▶ **What you have to do**:
In the data below, rename "navy blue blazer" to "charcoal gray overcoat" and copy every other line without change.
+++ Input records +++
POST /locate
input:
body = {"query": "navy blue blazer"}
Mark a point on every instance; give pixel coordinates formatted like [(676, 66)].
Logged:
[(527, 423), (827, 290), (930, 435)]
+++
▶ **Complete output**:
POST /locate
input:
body = {"query": "charcoal gray overcoat"}
Mark a point on every instance; give pixel coordinates formatted like [(676, 66)].
Logged:
[(527, 423), (827, 290), (930, 435)]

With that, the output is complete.